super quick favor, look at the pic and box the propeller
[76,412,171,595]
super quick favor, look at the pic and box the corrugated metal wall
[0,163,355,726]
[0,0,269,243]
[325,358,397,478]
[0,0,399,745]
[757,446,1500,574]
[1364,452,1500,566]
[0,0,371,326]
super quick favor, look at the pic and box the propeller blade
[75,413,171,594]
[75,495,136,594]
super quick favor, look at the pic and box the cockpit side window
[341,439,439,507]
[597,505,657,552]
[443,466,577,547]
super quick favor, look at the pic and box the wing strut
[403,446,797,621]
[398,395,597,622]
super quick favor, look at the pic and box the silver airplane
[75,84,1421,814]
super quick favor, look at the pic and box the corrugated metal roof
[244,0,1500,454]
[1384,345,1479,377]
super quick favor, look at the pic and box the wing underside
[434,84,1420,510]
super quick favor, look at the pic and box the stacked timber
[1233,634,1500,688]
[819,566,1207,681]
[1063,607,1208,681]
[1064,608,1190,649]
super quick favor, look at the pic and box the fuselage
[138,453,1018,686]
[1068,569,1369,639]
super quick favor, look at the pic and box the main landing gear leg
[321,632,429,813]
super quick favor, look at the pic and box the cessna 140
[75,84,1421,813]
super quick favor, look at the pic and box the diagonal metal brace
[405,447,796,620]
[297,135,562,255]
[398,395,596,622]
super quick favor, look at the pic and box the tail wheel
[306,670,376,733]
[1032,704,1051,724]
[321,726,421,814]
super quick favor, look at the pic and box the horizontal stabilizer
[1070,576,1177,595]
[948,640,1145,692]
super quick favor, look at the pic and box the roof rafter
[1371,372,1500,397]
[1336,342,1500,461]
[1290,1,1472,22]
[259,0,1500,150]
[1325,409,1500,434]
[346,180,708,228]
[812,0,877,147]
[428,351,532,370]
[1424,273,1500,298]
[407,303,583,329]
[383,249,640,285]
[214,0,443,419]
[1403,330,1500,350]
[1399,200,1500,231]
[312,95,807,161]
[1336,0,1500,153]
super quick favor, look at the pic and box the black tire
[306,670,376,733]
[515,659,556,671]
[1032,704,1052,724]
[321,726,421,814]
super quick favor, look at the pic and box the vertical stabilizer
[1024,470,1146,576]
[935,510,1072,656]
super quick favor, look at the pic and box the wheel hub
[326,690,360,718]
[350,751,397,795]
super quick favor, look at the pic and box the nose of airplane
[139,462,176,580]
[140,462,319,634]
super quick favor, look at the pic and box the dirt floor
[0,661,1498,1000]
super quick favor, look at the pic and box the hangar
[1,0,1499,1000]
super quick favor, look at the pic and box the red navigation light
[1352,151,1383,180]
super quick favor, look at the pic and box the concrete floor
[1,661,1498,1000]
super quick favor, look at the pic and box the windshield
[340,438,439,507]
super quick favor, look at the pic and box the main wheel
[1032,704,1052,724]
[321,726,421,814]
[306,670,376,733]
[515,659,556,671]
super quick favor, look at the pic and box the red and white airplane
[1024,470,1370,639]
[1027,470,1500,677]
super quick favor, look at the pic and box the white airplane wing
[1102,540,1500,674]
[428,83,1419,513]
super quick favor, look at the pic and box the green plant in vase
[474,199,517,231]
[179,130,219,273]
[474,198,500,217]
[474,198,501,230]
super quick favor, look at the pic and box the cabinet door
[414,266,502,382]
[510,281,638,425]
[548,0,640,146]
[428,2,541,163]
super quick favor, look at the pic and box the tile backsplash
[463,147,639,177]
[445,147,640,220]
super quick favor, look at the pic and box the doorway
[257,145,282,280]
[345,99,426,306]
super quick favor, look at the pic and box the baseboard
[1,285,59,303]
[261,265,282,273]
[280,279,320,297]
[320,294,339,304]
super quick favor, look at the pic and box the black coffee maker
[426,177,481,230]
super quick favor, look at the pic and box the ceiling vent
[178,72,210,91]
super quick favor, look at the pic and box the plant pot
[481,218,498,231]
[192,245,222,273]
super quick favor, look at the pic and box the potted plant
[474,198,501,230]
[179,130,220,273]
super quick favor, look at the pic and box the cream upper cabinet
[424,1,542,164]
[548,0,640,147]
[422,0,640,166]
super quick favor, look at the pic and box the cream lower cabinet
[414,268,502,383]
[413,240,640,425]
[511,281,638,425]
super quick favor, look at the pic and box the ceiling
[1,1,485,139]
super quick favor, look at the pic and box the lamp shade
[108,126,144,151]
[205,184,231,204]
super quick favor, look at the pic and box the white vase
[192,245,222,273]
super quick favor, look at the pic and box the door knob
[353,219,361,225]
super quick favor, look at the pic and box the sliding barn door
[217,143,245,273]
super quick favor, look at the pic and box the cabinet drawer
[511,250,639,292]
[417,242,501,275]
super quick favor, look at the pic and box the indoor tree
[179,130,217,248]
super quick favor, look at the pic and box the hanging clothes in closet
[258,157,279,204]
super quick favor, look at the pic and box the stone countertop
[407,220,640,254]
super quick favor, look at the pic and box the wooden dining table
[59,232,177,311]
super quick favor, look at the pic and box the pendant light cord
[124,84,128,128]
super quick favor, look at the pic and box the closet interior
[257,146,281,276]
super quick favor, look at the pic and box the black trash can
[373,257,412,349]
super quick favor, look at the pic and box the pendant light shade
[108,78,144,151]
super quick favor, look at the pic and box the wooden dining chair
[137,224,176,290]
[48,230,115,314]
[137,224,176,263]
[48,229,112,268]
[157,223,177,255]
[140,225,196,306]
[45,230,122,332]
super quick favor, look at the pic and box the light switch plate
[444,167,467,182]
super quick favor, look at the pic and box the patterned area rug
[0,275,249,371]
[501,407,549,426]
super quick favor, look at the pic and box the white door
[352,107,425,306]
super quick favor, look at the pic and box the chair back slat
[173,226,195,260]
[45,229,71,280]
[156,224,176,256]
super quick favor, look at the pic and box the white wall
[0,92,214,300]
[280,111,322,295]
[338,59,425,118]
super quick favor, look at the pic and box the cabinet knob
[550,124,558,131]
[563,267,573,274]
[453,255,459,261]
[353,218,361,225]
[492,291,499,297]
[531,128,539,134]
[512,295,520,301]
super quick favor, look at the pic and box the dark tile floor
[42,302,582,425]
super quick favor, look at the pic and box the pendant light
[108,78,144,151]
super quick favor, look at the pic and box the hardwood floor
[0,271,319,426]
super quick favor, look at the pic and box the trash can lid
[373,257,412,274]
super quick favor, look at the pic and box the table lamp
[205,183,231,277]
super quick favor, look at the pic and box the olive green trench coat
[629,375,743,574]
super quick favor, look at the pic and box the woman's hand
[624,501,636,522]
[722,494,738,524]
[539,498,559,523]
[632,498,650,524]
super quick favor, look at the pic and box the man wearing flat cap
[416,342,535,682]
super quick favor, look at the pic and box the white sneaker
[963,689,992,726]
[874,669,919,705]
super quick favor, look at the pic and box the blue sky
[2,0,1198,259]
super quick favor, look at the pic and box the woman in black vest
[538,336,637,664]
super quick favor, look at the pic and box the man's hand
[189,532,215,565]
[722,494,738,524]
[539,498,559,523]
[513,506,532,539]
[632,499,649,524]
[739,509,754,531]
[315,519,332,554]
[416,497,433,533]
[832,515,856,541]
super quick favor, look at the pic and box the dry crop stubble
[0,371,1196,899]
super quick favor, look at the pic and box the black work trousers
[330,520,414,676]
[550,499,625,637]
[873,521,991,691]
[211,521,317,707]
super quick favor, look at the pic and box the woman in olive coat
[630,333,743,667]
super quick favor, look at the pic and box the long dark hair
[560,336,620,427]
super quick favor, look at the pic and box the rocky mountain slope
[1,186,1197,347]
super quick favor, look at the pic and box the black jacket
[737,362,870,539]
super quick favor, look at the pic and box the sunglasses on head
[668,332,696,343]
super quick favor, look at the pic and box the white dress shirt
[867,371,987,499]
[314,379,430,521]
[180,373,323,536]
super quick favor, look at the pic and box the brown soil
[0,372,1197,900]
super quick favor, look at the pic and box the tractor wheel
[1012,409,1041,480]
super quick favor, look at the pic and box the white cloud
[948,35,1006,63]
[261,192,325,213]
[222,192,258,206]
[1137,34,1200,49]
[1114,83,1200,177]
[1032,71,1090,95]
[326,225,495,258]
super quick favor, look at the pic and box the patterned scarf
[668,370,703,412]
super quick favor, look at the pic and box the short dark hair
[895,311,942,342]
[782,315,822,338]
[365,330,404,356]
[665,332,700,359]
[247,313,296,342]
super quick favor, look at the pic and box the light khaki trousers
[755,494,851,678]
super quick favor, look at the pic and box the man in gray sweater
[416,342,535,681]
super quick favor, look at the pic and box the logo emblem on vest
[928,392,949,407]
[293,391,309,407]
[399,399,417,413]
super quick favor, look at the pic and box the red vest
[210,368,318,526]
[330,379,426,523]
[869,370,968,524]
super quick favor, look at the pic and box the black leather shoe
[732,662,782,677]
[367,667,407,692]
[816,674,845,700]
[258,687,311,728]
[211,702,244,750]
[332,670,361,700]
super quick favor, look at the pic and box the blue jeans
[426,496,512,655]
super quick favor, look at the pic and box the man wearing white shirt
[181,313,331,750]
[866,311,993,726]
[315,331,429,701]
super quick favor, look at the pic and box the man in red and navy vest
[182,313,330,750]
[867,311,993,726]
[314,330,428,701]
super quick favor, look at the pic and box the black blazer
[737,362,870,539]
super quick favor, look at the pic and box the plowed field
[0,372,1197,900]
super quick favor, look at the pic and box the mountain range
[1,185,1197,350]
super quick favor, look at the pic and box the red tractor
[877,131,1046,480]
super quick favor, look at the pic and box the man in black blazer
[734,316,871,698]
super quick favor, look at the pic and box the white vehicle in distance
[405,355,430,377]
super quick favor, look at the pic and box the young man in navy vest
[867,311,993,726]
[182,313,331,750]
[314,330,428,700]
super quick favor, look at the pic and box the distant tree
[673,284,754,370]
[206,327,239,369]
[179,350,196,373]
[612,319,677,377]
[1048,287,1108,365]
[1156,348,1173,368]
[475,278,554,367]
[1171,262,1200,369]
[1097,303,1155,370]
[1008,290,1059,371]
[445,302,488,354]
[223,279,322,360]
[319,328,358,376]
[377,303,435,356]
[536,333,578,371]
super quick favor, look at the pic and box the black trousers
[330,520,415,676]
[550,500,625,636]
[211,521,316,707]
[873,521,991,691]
......
_YOUR GOAL_. Please transcribe word for word the lines from the line with "super quick favor, look at the pic and box the distant" to the end of the material, both ends included.

_TASK OUTPUT_.
super quick favor, look at the pic and box the distant tree
[673,284,754,370]
[206,327,239,369]
[179,350,196,373]
[612,319,677,377]
[1048,287,1108,365]
[1156,348,1173,368]
[475,278,554,367]
[1171,262,1200,369]
[1097,303,1155,370]
[1008,290,1059,371]
[445,302,488,354]
[223,279,322,360]
[319,328,358,376]
[377,303,435,356]
[536,333,578,371]
super quick favor, look at the pic and box the black trousers
[330,520,415,676]
[550,500,625,636]
[211,521,316,707]
[873,521,991,691]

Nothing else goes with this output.